- [Work instructions]
The required output consists solely of the lines from the line containing "Where can the white soccer cleat" through the end of the records, copied exactly.

----------

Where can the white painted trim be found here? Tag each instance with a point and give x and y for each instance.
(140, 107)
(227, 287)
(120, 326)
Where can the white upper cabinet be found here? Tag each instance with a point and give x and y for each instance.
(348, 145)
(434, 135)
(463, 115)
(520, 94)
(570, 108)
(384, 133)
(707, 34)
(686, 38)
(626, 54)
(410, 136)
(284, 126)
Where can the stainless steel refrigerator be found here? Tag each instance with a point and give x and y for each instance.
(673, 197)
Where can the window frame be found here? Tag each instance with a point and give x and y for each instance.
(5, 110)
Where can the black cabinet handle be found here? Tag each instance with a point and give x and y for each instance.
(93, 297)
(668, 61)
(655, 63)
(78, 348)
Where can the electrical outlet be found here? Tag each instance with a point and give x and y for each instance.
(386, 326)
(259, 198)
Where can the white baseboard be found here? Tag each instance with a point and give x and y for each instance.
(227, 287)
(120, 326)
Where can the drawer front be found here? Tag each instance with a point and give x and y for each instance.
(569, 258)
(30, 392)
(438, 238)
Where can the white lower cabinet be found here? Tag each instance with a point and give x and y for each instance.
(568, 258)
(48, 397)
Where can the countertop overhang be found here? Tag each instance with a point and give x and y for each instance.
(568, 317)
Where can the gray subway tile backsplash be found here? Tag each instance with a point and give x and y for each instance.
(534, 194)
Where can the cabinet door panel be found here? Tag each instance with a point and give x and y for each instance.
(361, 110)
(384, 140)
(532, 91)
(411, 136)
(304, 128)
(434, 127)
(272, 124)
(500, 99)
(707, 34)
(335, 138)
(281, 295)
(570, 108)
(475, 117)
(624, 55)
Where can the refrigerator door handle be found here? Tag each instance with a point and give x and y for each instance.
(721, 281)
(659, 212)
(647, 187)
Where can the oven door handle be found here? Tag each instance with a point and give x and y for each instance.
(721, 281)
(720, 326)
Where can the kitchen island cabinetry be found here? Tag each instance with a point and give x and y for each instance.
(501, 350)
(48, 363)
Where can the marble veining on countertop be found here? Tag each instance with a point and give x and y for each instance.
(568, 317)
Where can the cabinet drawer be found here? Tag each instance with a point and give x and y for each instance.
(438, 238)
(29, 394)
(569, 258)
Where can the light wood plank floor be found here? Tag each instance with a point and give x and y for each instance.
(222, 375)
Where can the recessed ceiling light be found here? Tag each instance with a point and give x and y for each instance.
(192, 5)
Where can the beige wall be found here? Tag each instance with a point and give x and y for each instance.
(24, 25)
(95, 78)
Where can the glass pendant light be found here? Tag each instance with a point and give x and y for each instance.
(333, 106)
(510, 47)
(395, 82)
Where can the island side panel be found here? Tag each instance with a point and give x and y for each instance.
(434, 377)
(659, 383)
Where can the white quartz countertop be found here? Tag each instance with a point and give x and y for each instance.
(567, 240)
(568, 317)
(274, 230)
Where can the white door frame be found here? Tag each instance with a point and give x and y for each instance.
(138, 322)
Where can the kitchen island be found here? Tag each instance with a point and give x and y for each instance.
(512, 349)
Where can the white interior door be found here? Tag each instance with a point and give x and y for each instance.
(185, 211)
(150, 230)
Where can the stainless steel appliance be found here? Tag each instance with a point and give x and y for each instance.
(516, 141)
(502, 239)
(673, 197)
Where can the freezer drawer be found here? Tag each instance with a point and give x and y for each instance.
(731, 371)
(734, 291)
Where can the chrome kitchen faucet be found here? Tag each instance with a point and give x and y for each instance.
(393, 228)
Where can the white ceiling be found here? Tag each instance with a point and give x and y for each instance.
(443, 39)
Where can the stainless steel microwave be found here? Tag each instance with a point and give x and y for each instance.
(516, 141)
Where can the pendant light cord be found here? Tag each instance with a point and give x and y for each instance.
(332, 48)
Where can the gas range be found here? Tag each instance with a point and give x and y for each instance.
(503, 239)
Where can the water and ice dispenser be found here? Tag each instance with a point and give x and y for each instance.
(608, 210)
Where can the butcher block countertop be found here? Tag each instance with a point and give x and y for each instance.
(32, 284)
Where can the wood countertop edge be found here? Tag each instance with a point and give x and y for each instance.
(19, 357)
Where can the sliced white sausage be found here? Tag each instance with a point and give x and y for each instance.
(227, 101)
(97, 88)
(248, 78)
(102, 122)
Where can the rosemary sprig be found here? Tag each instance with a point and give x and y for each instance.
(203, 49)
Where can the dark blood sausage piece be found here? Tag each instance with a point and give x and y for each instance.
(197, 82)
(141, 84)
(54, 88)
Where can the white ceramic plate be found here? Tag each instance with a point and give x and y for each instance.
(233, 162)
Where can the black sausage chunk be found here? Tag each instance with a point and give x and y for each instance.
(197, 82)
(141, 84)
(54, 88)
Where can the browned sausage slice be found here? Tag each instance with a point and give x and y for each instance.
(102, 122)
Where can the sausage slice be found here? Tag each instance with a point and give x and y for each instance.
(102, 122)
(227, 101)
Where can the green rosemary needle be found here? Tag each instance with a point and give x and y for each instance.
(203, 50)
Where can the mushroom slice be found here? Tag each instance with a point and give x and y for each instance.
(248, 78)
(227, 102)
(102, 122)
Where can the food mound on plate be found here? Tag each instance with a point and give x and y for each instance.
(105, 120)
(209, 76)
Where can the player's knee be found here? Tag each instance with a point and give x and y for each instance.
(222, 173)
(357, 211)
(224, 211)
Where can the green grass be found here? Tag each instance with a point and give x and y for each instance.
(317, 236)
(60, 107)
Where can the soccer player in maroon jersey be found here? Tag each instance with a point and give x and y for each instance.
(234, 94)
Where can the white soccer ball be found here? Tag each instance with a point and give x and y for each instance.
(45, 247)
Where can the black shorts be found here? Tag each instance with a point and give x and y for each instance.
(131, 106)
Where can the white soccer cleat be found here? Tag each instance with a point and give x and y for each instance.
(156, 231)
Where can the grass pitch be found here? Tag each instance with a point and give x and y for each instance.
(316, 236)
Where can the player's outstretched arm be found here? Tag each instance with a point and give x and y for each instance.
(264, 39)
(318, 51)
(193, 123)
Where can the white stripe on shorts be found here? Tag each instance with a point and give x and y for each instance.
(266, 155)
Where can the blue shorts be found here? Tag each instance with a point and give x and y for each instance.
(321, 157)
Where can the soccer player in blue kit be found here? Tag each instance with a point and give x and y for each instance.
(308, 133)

----------

- [Final result]
Where can the white soccer cleat be found here? Tag each instance with a point and give x and y for each instance.
(156, 231)
Where can the grass pitch be found here? Tag each instance with a point and give x and y for each instance.
(316, 236)
Where can the player's outstretched arm be found here? Tag each instance with a point and give x and y for each instance.
(264, 39)
(318, 51)
(193, 123)
Where can the white stripe on shorts be found here? Tag each instance with a point and give x and y for each instance.
(266, 155)
Where can the blue shorts be found here? Tag each instance with a point and give x and y for each instance.
(321, 157)
Where can the soccer player in blue kit be found here? Tag each instance with a point and give x and y for each instance.
(308, 133)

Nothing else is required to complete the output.